### Activity
Starting from the top of the entries below and ending with the line containing "Check that every instance of the hand", restate every line word for word, pictures omitted.

### Listed records

#####

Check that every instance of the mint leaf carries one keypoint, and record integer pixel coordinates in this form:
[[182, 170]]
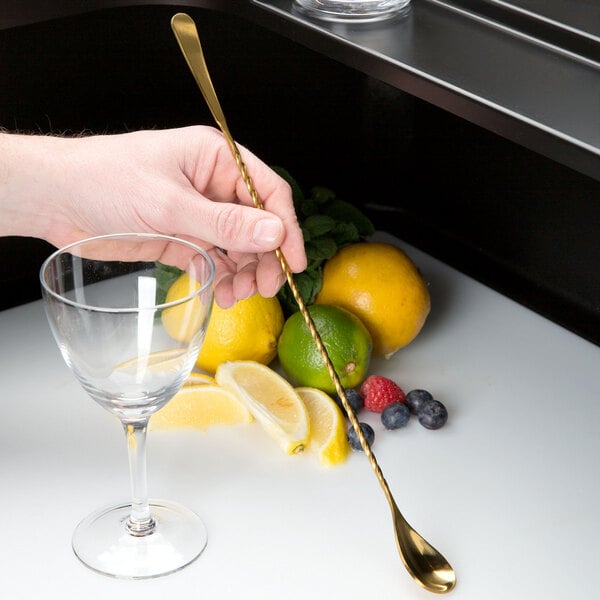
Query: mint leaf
[[318, 225], [297, 194], [320, 249], [165, 277], [345, 233], [343, 211], [322, 195]]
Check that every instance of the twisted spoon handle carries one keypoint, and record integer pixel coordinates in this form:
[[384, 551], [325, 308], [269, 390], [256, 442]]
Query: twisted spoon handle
[[187, 37]]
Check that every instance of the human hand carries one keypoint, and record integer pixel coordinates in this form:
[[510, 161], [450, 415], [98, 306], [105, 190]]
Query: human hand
[[181, 182]]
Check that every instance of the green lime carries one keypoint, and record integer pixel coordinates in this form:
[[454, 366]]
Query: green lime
[[346, 339]]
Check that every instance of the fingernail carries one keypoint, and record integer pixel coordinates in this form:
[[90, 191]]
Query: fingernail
[[266, 231]]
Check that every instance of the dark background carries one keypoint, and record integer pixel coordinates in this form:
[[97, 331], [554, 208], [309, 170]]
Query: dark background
[[513, 219]]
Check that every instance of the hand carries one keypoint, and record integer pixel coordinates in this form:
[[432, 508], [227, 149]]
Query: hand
[[181, 182]]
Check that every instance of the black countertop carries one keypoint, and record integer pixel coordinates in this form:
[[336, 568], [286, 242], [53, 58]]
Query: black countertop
[[528, 70]]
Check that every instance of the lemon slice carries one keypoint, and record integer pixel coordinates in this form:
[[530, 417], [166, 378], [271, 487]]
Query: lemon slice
[[163, 360], [199, 407], [271, 399], [327, 427], [198, 379]]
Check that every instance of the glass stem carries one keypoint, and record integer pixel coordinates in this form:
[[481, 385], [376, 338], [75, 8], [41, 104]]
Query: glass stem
[[140, 522]]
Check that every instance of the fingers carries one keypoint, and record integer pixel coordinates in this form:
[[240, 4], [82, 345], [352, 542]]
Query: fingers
[[241, 276], [237, 225]]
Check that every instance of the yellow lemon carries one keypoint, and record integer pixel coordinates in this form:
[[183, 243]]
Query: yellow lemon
[[346, 340], [199, 407], [328, 439], [272, 401], [247, 331], [195, 378], [380, 284], [181, 322]]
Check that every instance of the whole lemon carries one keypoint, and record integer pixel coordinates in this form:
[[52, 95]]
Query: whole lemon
[[346, 339], [246, 331], [380, 284]]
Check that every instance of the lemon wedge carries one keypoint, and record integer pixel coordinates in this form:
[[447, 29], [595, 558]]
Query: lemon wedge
[[271, 399], [199, 407], [328, 439], [195, 378]]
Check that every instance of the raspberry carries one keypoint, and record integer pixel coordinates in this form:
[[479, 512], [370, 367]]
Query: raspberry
[[378, 392]]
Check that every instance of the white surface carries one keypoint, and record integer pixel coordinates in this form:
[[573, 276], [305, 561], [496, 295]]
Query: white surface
[[508, 490]]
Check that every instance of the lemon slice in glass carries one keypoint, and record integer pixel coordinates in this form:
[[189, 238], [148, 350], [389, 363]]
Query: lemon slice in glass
[[271, 399], [328, 439], [199, 407]]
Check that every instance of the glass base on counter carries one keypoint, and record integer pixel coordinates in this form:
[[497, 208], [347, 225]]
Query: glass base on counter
[[356, 11], [103, 542]]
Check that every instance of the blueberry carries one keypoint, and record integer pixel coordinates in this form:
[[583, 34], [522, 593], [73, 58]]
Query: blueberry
[[367, 432], [415, 399], [433, 414], [355, 400], [395, 415]]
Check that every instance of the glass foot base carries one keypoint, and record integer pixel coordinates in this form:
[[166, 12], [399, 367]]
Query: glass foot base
[[102, 542], [356, 11]]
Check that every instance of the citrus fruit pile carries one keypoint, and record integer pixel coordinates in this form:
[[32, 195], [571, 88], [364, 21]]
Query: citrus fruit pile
[[381, 285], [373, 301], [297, 419]]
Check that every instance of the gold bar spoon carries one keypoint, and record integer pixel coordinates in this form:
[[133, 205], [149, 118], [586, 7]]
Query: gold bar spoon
[[424, 563]]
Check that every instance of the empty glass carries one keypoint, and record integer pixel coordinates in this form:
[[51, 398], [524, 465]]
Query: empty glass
[[131, 343], [352, 10]]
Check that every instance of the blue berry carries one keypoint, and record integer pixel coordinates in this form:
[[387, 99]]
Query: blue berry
[[367, 432], [433, 414], [395, 415], [415, 399], [355, 400]]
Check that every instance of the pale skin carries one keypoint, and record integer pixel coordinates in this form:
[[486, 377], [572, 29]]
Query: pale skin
[[182, 182]]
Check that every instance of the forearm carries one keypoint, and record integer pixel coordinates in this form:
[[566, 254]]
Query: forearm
[[33, 173]]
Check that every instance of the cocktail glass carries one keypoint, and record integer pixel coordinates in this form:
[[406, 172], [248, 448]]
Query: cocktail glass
[[131, 345]]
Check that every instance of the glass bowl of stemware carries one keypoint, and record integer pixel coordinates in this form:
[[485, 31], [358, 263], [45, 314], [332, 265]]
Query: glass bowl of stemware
[[131, 345]]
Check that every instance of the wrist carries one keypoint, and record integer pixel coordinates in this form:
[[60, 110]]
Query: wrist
[[32, 177]]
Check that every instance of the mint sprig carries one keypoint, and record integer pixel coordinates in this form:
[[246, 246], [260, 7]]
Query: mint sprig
[[328, 223]]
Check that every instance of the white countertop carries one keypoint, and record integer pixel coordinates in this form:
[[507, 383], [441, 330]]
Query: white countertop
[[509, 490]]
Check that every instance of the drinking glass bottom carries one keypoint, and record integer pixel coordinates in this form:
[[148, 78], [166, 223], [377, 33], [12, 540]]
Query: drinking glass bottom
[[102, 542]]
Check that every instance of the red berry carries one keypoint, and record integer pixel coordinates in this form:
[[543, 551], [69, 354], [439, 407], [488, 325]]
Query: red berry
[[379, 392]]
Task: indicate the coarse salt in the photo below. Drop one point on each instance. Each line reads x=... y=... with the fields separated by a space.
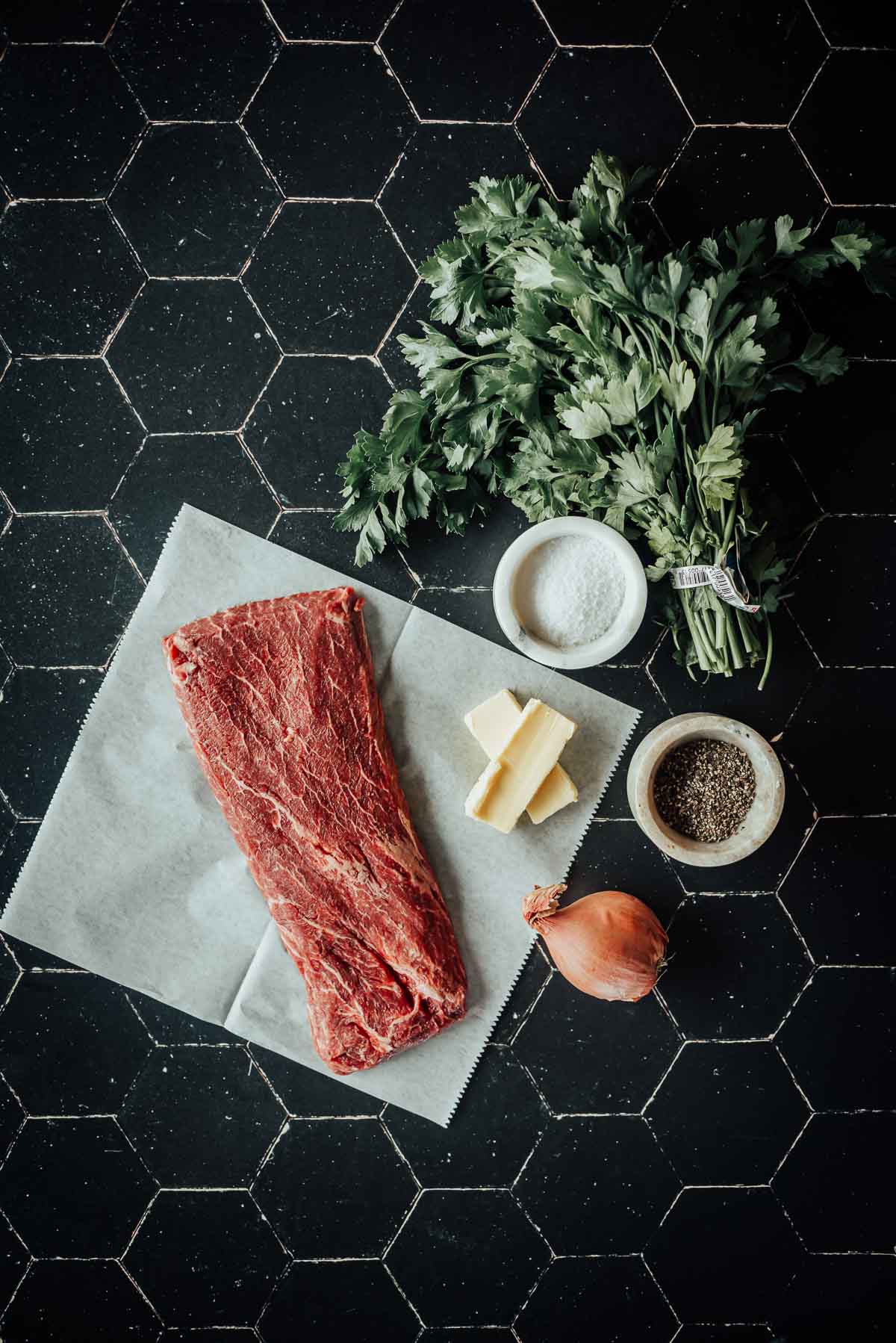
x=570 y=592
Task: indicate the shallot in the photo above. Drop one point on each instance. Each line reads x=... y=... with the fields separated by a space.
x=608 y=944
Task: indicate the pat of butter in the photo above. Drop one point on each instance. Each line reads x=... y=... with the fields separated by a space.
x=509 y=782
x=492 y=725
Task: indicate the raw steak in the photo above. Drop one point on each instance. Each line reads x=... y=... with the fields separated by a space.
x=282 y=710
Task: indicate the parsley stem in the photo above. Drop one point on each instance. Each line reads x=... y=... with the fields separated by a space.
x=770 y=644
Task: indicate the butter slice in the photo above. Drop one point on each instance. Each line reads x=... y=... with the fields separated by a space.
x=492 y=725
x=509 y=782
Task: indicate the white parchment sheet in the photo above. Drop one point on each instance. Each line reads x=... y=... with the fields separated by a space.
x=134 y=875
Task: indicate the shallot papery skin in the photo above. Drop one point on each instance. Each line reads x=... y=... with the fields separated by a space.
x=608 y=944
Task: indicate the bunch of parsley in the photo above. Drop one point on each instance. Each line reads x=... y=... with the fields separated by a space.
x=585 y=373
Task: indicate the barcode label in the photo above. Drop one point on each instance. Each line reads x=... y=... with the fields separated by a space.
x=714 y=577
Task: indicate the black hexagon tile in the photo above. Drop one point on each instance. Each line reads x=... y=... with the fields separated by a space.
x=331 y=20
x=211 y=1336
x=741 y=62
x=583 y=105
x=840 y=1296
x=848 y=104
x=739 y=696
x=617 y=853
x=727 y=1114
x=467 y=1257
x=856 y=319
x=7 y=819
x=837 y=1036
x=829 y=739
x=494 y=1130
x=62 y=1300
x=356 y=139
x=202 y=1117
x=168 y=1025
x=773 y=474
x=198 y=62
x=193 y=355
x=442 y=560
x=208 y=471
x=28 y=957
x=623 y=1183
x=738 y=966
x=13 y=1259
x=40 y=716
x=595 y=1057
x=72 y=1043
x=855 y=28
x=195 y=200
x=13 y=856
x=314 y=535
x=66 y=434
x=11 y=1115
x=329 y=279
x=841 y=630
x=206 y=1257
x=840 y=895
x=307 y=1094
x=67 y=121
x=727 y=1334
x=467 y=1336
x=763 y=869
x=60 y=20
x=837 y=1183
x=578 y=1292
x=433 y=180
x=472 y=609
x=69 y=590
x=93 y=1188
x=724 y=1253
x=523 y=997
x=66 y=277
x=335 y=1189
x=464 y=62
x=817 y=426
x=724 y=176
x=337 y=1300
x=305 y=424
x=633 y=686
x=603 y=23
x=406 y=324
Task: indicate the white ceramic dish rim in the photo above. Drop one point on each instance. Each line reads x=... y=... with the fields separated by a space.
x=762 y=818
x=585 y=654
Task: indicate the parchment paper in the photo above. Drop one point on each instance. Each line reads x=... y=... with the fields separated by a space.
x=134 y=875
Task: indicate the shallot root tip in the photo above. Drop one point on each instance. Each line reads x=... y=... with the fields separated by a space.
x=541 y=903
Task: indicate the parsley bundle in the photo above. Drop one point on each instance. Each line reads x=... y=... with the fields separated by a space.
x=588 y=373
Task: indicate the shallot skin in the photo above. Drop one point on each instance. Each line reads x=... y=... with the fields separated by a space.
x=609 y=944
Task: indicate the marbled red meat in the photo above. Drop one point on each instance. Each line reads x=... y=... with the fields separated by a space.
x=284 y=713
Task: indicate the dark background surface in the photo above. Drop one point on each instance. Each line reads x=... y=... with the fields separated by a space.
x=716 y=1156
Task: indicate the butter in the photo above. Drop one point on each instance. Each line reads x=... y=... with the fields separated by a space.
x=509 y=782
x=492 y=725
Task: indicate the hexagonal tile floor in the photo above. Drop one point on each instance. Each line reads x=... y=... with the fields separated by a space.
x=211 y=222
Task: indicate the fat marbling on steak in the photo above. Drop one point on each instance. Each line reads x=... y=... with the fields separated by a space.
x=284 y=713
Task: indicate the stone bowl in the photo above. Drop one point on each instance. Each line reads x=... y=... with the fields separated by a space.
x=759 y=821
x=509 y=578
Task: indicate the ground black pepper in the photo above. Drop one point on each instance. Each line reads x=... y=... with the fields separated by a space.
x=704 y=789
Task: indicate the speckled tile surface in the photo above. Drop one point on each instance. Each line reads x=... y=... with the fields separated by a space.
x=211 y=217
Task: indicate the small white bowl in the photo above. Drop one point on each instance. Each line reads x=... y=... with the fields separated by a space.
x=759 y=821
x=504 y=594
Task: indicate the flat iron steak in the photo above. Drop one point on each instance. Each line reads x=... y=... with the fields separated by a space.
x=282 y=710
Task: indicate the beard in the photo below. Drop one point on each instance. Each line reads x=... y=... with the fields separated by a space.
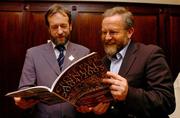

#####

### Response to the task
Check that every instance of the mint leaf carries one keypoint, and record integer pixel coordinates in this form:
[[182, 170]]
Query: mint leaf
[[318, 225], [297, 194], [320, 249], [165, 277], [345, 233], [343, 211], [322, 195]]
Check that every instance of the twisted spoon handle carries one keypoint, and record integer pixel coordinates in this form:
[[384, 551], [325, 308], [269, 390], [256, 442]]
Query: twisted spoon handle
[[187, 37]]
Check that every instance of the human hand carries one keypoint, and record integer pixel coordinates in this form:
[[510, 161], [450, 415], [98, 306], [105, 190]]
Query: human hand
[[181, 182]]
Check that every instance of the green lime carries one keypoint, and record integer pixel coordinates in this form:
[[454, 366]]
Query: green lime
[[346, 339]]
Check that every instance of the fingernail carries one keypoint, and record integer pixel coordinates in this form:
[[90, 191]]
Query: fingernail
[[266, 231]]
Check that every instance of the dark background carries one keypoint, and record integer pixel coordinates in this form:
[[97, 331], [554, 208], [309, 170]]
Query: dark background
[[513, 219]]
Check that every instance of the hand carries one keypoint, and record integer pixel coordinates in this form:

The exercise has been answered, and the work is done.